## Passage provided
=== Begin Enclosure ===

Friday, September 4, 2009

Drivers and Jocks Are a Little Bit Nuts

I once heard from someone who played sports at a high level (not snooker or cross country skiiing, but contact sports) that to excel you have to be a little bit nuts. Not long ago at harnessdriver.com Randy Waples started a thread about the "good old days" where people could share some racing stories from the past. One poster shared a tale from when he was but 18 or 19. The story involved one of the leading drivers the sport of harness racing has ever seen, or possibly will see - Herve Filion:

The time was likely 1959 or 1960. The place was Montreal, specifically Richeliew Park. I was a raceoholic. Although I lived close to Blue Bonnets, my favorite track was Richelieu Park which was about an hour and a half away using public transportation.

On many evenings I could get a ride with friends who were going. If not, I would take three streetcars to get there. If this was the case, I would have to leave after the sixth race before the streetcars stopped running. If I'd had a good night betting, I might splurge on a taxi. Anyway one Saturday night, I was invited to go out after the races with a group of horse people. I remember a few Filions and Turcottes.

At the time Herve Filion, even though he was only 19 or 20 was undoubtedly the second best driver in Canada behind only Keith Waples. As was almost always the case, when Herve went out, he always picked up the check. On this evening, I lost track of time. I don't remember exactly what happened, but it was one o'clock in the morning and I had no means of transportation home. Herve said "C'mon kid(he always called me kid even though he was only a year older than me), I'll take you home" even though it was at least a half hour drive for him.

I believe he drove a 1957 Thunderbird at the time. We were driving down a virtually deserted Sherbrooke street at 120 miles per hour. I was terrified. The radio was blaring and it turned staticky(?sp). While we were driving at this speed, Herve opens the door and starts adjusting the antenna to get rid of the static. At this point I was so frightened that my pants were turning brown. I hollered to Herve "Herve we are going to get in an accident and end up in the hospital". He hollered back "Kid, if we get into an accident - no hospital!!"

For people who follow and chat a little bit with some of the best drivers in the sport, I think this tale should not surprise us at all, huh?

1 comment:

Pacingguy said...

I always thought Herve was badly treated in the States; specifically after his indictment and pleading guilty for income tax invasion. His indictment was for political gain and to make the case high profile. After two years the government still was unable to make a case.

People with serious racing offenses are still racing in states Herve is not allowed to participate. Let Herve finish his career in NY and NJ where he had is biggest success.

=== End Enclosure ===

Transcribe word for word the stretch of the blog post about Herve Filion that begins with the words "I believe he" and ends with "at all, huh?". Rely solely on the blog post about Herve Filion for everything here.

## Source material
=== Begin Enclosure ===

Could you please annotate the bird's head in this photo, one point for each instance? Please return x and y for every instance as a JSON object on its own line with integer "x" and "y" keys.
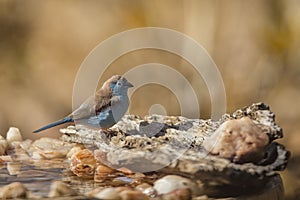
{"x": 118, "y": 84}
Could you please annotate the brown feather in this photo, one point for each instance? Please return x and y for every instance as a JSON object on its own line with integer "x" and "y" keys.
{"x": 96, "y": 103}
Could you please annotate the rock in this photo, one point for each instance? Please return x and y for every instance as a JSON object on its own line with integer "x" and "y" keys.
{"x": 49, "y": 148}
{"x": 3, "y": 145}
{"x": 103, "y": 172}
{"x": 60, "y": 189}
{"x": 74, "y": 150}
{"x": 13, "y": 190}
{"x": 107, "y": 193}
{"x": 171, "y": 183}
{"x": 13, "y": 135}
{"x": 171, "y": 145}
{"x": 132, "y": 195}
{"x": 146, "y": 189}
{"x": 83, "y": 164}
{"x": 13, "y": 168}
{"x": 239, "y": 140}
{"x": 178, "y": 194}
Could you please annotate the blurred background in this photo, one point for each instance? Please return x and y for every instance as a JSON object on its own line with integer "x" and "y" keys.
{"x": 255, "y": 44}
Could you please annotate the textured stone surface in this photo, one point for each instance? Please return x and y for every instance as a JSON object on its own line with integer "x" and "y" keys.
{"x": 239, "y": 140}
{"x": 174, "y": 145}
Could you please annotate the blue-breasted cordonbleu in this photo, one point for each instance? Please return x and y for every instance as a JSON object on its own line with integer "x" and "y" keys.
{"x": 102, "y": 110}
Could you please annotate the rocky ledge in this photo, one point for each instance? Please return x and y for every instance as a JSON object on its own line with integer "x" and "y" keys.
{"x": 234, "y": 155}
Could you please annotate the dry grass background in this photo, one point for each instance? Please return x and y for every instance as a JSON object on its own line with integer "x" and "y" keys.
{"x": 255, "y": 44}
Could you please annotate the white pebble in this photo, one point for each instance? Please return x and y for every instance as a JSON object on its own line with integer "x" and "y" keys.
{"x": 13, "y": 168}
{"x": 13, "y": 135}
{"x": 3, "y": 145}
{"x": 170, "y": 183}
{"x": 107, "y": 193}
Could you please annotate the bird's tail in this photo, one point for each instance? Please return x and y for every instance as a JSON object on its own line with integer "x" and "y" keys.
{"x": 65, "y": 120}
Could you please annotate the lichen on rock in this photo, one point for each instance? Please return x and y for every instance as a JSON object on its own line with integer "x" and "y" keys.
{"x": 235, "y": 148}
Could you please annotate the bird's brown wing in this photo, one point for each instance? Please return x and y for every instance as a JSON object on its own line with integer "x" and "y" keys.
{"x": 97, "y": 103}
{"x": 93, "y": 105}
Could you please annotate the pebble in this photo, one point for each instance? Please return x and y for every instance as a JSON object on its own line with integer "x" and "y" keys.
{"x": 13, "y": 190}
{"x": 13, "y": 168}
{"x": 74, "y": 150}
{"x": 3, "y": 145}
{"x": 239, "y": 140}
{"x": 146, "y": 189}
{"x": 83, "y": 163}
{"x": 170, "y": 183}
{"x": 132, "y": 195}
{"x": 49, "y": 148}
{"x": 107, "y": 193}
{"x": 178, "y": 194}
{"x": 13, "y": 135}
{"x": 60, "y": 189}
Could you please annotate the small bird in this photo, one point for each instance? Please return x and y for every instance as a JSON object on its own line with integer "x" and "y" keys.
{"x": 102, "y": 110}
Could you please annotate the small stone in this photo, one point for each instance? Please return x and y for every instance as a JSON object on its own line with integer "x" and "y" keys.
{"x": 132, "y": 195}
{"x": 170, "y": 183}
{"x": 60, "y": 189}
{"x": 13, "y": 168}
{"x": 178, "y": 194}
{"x": 107, "y": 193}
{"x": 13, "y": 135}
{"x": 13, "y": 190}
{"x": 74, "y": 150}
{"x": 26, "y": 144}
{"x": 146, "y": 189}
{"x": 103, "y": 169}
{"x": 83, "y": 163}
{"x": 3, "y": 145}
{"x": 239, "y": 140}
{"x": 102, "y": 172}
{"x": 49, "y": 148}
{"x": 125, "y": 170}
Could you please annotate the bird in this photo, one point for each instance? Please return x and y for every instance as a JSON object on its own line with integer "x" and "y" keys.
{"x": 101, "y": 110}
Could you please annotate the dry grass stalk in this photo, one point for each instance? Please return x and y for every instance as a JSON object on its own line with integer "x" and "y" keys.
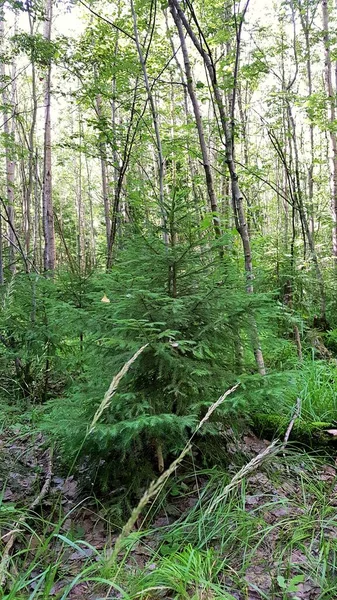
{"x": 156, "y": 486}
{"x": 18, "y": 525}
{"x": 113, "y": 387}
{"x": 253, "y": 464}
{"x": 291, "y": 424}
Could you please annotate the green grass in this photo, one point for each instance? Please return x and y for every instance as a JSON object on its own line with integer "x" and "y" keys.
{"x": 204, "y": 555}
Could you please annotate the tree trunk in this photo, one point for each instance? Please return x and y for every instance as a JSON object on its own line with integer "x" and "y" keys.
{"x": 206, "y": 163}
{"x": 9, "y": 131}
{"x": 49, "y": 257}
{"x": 332, "y": 117}
{"x": 237, "y": 197}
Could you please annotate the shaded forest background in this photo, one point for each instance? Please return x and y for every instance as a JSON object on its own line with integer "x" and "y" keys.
{"x": 169, "y": 179}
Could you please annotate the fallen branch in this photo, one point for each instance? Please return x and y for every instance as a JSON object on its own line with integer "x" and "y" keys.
{"x": 18, "y": 525}
{"x": 156, "y": 486}
{"x": 113, "y": 387}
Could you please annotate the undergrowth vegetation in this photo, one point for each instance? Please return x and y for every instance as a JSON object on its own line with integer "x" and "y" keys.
{"x": 275, "y": 534}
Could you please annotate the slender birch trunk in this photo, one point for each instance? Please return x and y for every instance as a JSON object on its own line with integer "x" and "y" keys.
{"x": 206, "y": 163}
{"x": 332, "y": 117}
{"x": 160, "y": 155}
{"x": 47, "y": 199}
{"x": 9, "y": 103}
{"x": 237, "y": 197}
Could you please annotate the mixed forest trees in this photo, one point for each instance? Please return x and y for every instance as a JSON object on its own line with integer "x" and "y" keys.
{"x": 169, "y": 178}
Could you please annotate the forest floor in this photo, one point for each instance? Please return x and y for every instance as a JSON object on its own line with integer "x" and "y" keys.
{"x": 274, "y": 537}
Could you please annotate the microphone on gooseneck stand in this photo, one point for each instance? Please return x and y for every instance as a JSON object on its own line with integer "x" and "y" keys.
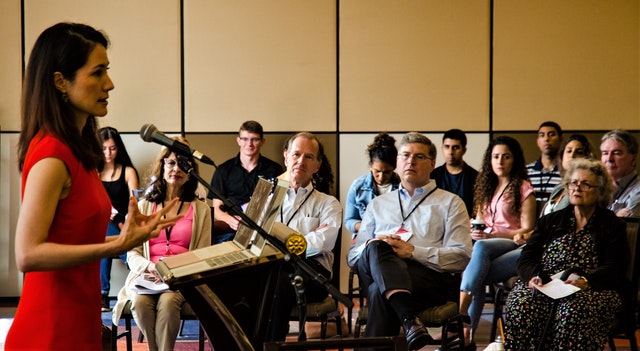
{"x": 151, "y": 134}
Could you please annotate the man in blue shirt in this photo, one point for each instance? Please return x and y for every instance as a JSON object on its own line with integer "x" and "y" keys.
{"x": 455, "y": 175}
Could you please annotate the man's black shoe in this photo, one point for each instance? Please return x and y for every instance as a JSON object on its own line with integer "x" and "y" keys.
{"x": 417, "y": 335}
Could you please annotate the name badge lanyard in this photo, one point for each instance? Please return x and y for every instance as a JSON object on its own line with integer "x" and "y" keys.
{"x": 297, "y": 209}
{"x": 404, "y": 218}
{"x": 168, "y": 230}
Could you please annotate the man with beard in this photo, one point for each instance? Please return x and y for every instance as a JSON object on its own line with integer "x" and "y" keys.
{"x": 619, "y": 150}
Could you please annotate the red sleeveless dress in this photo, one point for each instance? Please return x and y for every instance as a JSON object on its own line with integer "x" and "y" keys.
{"x": 60, "y": 310}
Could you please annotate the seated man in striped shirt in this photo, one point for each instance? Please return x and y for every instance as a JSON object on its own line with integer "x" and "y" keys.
{"x": 544, "y": 173}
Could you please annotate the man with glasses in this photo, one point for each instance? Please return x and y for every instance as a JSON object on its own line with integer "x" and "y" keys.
{"x": 619, "y": 152}
{"x": 236, "y": 178}
{"x": 312, "y": 213}
{"x": 410, "y": 243}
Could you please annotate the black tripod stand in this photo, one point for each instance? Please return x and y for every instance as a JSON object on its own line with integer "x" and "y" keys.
{"x": 301, "y": 268}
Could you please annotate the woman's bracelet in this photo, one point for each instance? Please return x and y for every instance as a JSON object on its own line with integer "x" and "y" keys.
{"x": 585, "y": 279}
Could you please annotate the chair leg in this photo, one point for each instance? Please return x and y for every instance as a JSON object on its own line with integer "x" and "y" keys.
{"x": 129, "y": 336}
{"x": 497, "y": 313}
{"x": 114, "y": 337}
{"x": 200, "y": 337}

=== End Enclosure ===

## Written solution
I believe he drove a 1957 Thunderbird at the time. We were driving down a virtually deserted Sherbrooke street at 120 miles per hour. I was terrified. The radio was blaring and it turned staticky(?sp). While we were driving at this speed, Herve opens the door and starts adjusting the antenna to get rid of the static. At this point I was so frightened that my pants were turning brown. I hollered to Herve "Herve we are going to get in an accident and end up in the hospital". He hollered back "Kid, if we get into an accident - no hospital!!"

For people who follow and chat a little bit with some of the best drivers in the sport, I think this tale should not surprise us at all, huh?